Work task ▸ Take the data below and write it out exactly, except for the pictures.

(Collection entries)
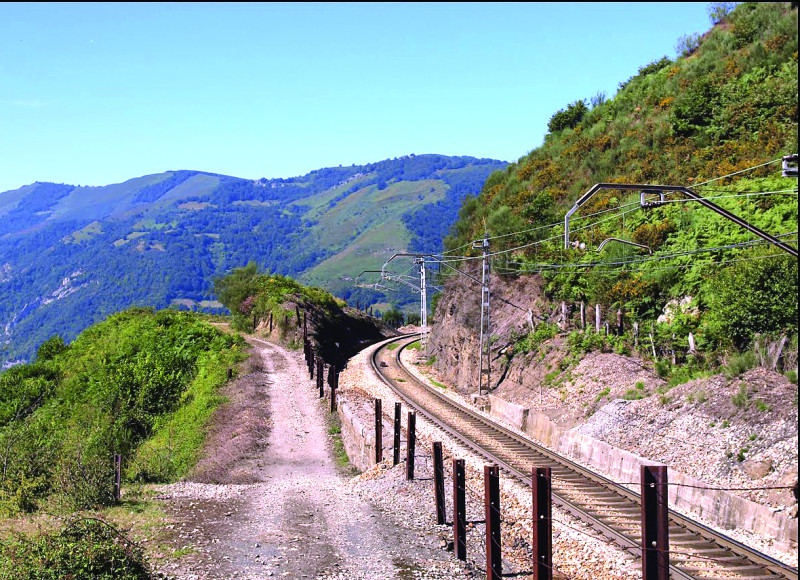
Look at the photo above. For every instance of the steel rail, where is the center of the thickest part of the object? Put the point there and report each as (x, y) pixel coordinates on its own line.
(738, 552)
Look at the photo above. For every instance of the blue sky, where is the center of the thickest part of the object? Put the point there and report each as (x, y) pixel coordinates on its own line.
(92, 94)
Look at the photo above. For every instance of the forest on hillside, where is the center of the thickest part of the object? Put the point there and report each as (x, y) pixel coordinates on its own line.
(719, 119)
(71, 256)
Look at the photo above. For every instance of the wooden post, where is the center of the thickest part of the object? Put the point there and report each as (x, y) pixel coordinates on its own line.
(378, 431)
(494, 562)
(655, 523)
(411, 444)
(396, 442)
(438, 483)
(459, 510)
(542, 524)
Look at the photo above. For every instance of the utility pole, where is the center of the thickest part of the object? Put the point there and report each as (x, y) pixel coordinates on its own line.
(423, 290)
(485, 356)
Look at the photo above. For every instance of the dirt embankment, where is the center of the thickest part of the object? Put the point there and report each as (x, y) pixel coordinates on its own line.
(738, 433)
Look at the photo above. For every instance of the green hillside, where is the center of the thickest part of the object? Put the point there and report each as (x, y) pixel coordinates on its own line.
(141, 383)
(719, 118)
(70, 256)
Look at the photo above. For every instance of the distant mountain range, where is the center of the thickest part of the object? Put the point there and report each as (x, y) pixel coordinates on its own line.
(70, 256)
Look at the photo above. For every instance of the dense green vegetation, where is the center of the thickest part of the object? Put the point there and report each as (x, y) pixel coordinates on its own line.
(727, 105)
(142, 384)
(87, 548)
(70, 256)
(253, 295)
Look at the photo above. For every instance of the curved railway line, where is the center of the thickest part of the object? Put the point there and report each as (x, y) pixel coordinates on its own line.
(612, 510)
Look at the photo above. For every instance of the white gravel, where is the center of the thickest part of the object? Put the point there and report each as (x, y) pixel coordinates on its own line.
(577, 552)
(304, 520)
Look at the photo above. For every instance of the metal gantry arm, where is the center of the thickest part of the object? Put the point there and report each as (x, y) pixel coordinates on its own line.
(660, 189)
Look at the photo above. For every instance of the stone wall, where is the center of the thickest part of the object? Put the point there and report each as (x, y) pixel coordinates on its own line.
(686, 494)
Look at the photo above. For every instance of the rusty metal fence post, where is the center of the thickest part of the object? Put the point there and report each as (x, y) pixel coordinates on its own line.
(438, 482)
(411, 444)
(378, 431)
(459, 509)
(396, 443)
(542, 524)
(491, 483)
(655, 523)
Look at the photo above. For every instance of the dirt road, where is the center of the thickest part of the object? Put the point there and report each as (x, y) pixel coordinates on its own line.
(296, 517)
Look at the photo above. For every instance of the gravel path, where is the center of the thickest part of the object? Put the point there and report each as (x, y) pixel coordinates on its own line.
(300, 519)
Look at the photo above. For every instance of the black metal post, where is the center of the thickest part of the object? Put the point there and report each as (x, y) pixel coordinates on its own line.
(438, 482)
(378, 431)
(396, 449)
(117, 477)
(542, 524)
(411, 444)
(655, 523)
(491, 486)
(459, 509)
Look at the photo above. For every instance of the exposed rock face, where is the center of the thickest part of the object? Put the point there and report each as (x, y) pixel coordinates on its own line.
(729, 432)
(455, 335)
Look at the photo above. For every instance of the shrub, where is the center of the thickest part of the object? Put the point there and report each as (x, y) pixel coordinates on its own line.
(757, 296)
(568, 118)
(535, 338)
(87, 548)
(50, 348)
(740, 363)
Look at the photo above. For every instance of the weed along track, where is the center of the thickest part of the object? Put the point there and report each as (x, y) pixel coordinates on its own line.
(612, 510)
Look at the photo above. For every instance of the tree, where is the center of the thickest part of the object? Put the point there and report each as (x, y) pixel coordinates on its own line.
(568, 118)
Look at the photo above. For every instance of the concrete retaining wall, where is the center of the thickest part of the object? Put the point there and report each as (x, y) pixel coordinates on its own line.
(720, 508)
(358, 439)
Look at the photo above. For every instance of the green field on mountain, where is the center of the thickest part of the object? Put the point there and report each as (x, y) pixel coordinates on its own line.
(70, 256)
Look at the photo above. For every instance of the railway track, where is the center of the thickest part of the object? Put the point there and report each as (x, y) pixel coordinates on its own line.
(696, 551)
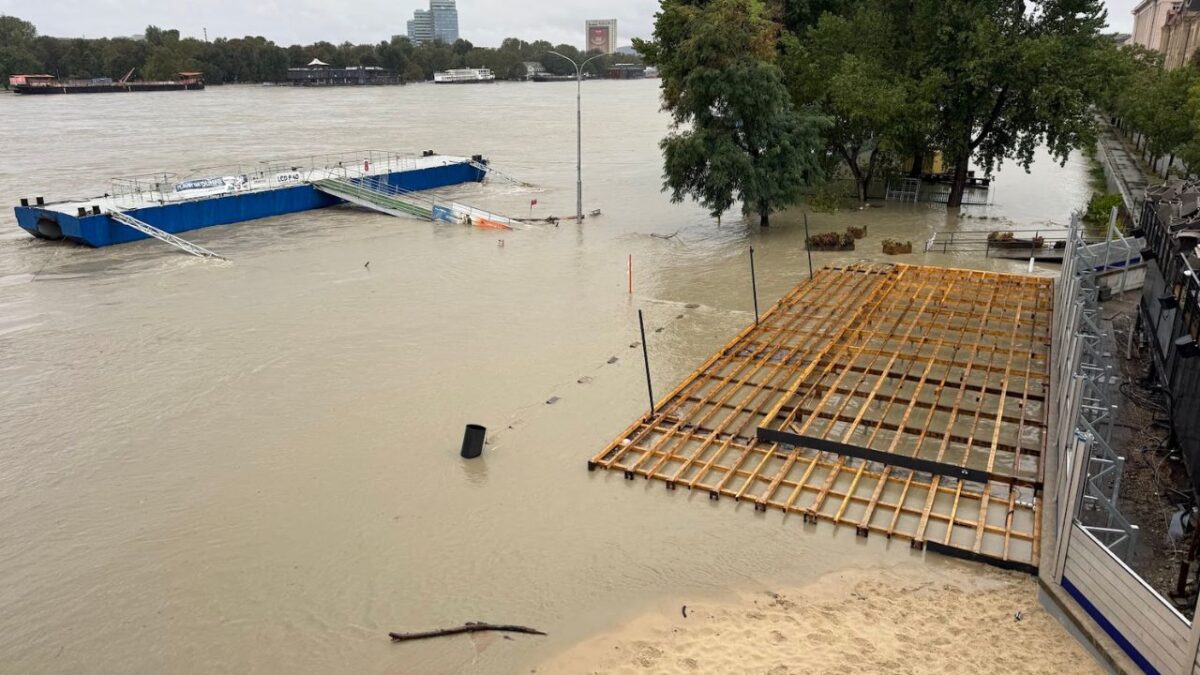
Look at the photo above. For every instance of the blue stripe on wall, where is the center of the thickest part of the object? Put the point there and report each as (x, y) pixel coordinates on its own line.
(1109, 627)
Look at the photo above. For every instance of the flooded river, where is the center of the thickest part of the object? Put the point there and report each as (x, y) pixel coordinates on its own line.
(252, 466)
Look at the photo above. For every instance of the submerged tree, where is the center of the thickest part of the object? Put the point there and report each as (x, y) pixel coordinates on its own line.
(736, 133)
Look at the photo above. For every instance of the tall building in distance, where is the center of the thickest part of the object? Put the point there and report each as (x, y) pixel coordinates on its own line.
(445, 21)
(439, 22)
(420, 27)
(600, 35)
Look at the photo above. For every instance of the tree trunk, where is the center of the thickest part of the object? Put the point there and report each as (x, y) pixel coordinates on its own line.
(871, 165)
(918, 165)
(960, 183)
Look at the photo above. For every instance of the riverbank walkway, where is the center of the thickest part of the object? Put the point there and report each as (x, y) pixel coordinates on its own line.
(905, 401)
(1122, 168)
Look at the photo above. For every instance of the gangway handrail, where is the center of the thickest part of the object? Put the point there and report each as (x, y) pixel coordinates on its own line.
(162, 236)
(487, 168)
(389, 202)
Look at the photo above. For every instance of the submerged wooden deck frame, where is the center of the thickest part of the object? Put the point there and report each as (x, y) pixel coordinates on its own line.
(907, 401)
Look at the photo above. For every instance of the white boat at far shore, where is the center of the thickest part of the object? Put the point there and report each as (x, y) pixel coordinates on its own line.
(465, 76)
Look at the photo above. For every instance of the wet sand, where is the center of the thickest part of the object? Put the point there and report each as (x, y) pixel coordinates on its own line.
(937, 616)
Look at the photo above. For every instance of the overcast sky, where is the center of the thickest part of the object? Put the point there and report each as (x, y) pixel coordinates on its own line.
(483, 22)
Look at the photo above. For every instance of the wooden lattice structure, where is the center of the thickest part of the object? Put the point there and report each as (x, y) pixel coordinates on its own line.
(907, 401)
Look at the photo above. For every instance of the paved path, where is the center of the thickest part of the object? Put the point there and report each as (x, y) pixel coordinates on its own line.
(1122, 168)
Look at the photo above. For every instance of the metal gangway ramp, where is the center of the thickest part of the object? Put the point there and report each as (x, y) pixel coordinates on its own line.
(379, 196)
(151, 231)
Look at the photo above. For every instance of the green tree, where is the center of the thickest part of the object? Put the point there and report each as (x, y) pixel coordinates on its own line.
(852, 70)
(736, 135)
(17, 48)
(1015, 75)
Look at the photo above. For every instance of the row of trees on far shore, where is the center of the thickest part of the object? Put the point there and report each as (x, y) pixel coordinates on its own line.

Result ▸
Look at the photo above. For every instance of the steel rail, where is the center of the thickest part of the object? Put the point there and report each as (x, y) pixel coordinates on its own line.
(738, 552)
Look at the photo above. For every instance of the blue sky, where is the center of the thickest part of the object? Put the point there and report each as (x, y) pixel coordinates on its own line.
(92, 94)
Look at the photo above. For every instance of the forest on hillside, where is the center of the thickest part of the object? Put the point there and report each as (x, y) pixel coordinates on its own line.
(719, 119)
(71, 256)
Look at the photo above. For every instance of the wooden post, where is the center of the thickest part of the object? Put the point there and report each as (x, y) pixel coordinates on its own line.
(378, 431)
(494, 562)
(655, 523)
(411, 444)
(396, 442)
(438, 483)
(459, 510)
(542, 524)
Look at the photo above. For every instance of the utility pole, where is the center of the thickest part of the object? Put the point there and report each as (x, y) pixel coordinates on its own line.
(423, 290)
(485, 356)
Look at the photo above. For every instance of the dirt embankment, where is the center of the thickest part of the object? Put the point there and report each as (x, y) pixel coordinates on its own line.
(738, 433)
Look at the photo above. For every instance of the green hillside, where is the center of the thickest part of the object? Put the point there and report each as (x, y) pixel coordinates on its own line.
(141, 383)
(719, 118)
(70, 256)
Look at the photo above. For every instance of the distant mountain range, where is the center of the thickest part of the object? Put the point there and report each as (x, y) pixel coordinates on its own line.
(70, 256)
Look at the photo above. For every instance of the dense green vegetation, where is the center of the thickest part of the object? Put the point there and report each as (x, y) pixel coordinates on its own line.
(727, 105)
(142, 384)
(87, 548)
(70, 256)
(253, 295)
Look at the photo above. For every instance of the curved railway line, where is the center of the thickest part of the object? Put the point there and report each as (x, y) pixel coordinates on its own line.
(612, 510)
Look at the photo above. For every instance of the white gravel, where is the center of the thickest part of the object? Put the point there and report each as (x, y) pixel coordinates on its own line.
(577, 552)
(304, 520)
Look at the photo above. For every instance of the metal gantry arm, where is the center of the thickest part of the object? Put the point there and report each as (x, y) pixel coordinates on its own line.
(660, 189)
Look at the photo above. For every instance of the stone wall, where is the center of the thickest part of the object? Put the point there and report each as (x, y) pixel coordinates on its own line.
(686, 494)
Look at the photo above. For every instance of the rusty metal fence post, where is the center of the thickest part of the object? Put the point there and report each as (x, y) pixel coordinates on its own line.
(438, 482)
(411, 444)
(378, 431)
(459, 509)
(396, 443)
(542, 524)
(491, 483)
(655, 523)
Look at the photo above. For every instance of the dirt road, where is the center of the thickest part of the object? Put the point there and report each as (x, y) pixel coordinates on its own line.
(296, 517)
Look at the photo above. For every instance of the gravel path, where is the center of the thickest part of the object? Put the point there and report each as (x, y) pixel coordinates on its own line.
(300, 519)
Look at the photo above. For every instance of the black metal post, where is the center of the thickest part of the object? Put the point there and report each as (x, y) pixel coordinates on its own line.
(438, 482)
(378, 431)
(396, 449)
(117, 477)
(542, 524)
(411, 444)
(655, 523)
(491, 486)
(459, 509)
Look at the photo above. For every instance of the exposed rock face, where is the center of the thickest part of the object? Put the point there and report each as (x, y) pixel coordinates on its own line.
(729, 432)
(455, 335)
Look at the photo above. For every instance of the shrub, where is the center of the thickest part of the object? Put the point there and report each as (x, y) pixel coordinates on its own line.
(757, 296)
(568, 118)
(535, 338)
(87, 548)
(50, 348)
(740, 363)
Look at the photo above. For every instance of the weed along track, where is the center of the thickest part of the object? Put the point there and report each as (x, y) pixel coordinates on its own line.
(612, 510)
Look at the photo above. For every instance of the tree, where is the center of the thickest part of the object? Put the point there and report each as (x, y) pixel coordinates on its own line.
(568, 118)
Look at the photo above. For every instance of the concrete retaining wall, where is the center of the thickest part of the object? Put the point there and report each as (x, y) pixel coordinates on its own line.
(720, 508)
(358, 439)
Look at the photo above. For every instance of the green field on mountain, where is the center of the thickest part of the object? Put the point there and report each as (x, y) pixel coordinates on its own line.
(70, 256)
Look at the photo above. For every instance of the railway track, where is the center of the thickest part of the object? Put the point there and report each as (x, y) pixel coordinates on its own line.
(696, 551)
Look at the photo above. For every instance of the blue stripe on wall, where is the center of the thickest part of the object? Put the point there and report each as (x, y) pixel coordinates on its own line.
(1109, 627)
Look at the photo above. For every instance of the flooded river, where is the center of the thickest part of the object? Put the point there and report each as (x, y) pixel coordinates on its own line.
(252, 466)
Look at the photo above. For every instance of the submerged tree, where is the center of the thickest part of the object? Put the point there and report each as (x, y) pixel coordinates on its own line.
(736, 133)
Look at the photo above. For every instance of the tall building in distance, where is the center of the thickest part of the object? Put the point there and report each as (x, y) pixel coordinates on its own line.
(445, 21)
(439, 22)
(420, 27)
(600, 35)
Look at the photo above. For every instance of the tree trunk, where is the center of the thickest part of the object? Put the point there and report each as (x, y) pixel coordinates on its own line.
(871, 165)
(918, 165)
(960, 183)
Look at the photo above. For every instance of the riverbank walkway, where is the center of the thickest part of the object? Put the point there and report each as (x, y) pixel coordinates on its own line.
(905, 401)
(1122, 168)
Look at the photo above. For every instance of the gangway handrail, where is the center of the thickest part of the object? Put the point there and report each as (x, y) pixel coordinates on its own line.
(162, 236)
(487, 168)
(389, 202)
Look at the photo above. For every instance of the submerged wooden deck frame, where is the center of the thickest part of the object? Put the point there and report each as (x, y) pixel coordinates on its own line.
(907, 401)
Look at the photo above. For every instance of the white boat at far shore, where is the center of the thickest part of the object? Put the point there and report each as (x, y) pixel coordinates on its own line.
(465, 76)
Look at the photo above. For every instance of the wet sand, where is the center of the thickest part of the object? Put the point there and report each as (x, y) pixel coordinates on its own line.
(937, 616)
Look at the photo above. For every instance of the overcast sky, where is the center of the thickest part of the object? Put the point there and report each as (x, y) pixel coordinates on its own line.
(483, 22)
Look at the photo above. For every instance of the wooden lattice structure, where is the center of the thickest part of the object? Put the point there and report each as (x, y) pixel coordinates on its own line.
(907, 401)
Look at the photo above. For every instance of the paved path, where is the center of the thickest part of the object? Put the point there and report each as (x, y) pixel coordinates on its own line.
(1122, 168)
Look at the photo above. For every instance of the metal gangway ramp, where is the center of the thickest part of the object? Put the point there and report each as (x, y) pixel coordinates on its own line.
(379, 196)
(151, 231)
Look at the photo above. For every instance of the green tree, where is the center of the thickest part of the object? Put the point there and report each as (x, y) pixel coordinates on its own line.
(852, 70)
(736, 135)
(17, 48)
(1015, 75)
Look at the photo above. For every instance of the row of trees on far shore, where is the center of the thickest part of the object? Put the point there and report each as (x, y) pixel coordinates on its own line.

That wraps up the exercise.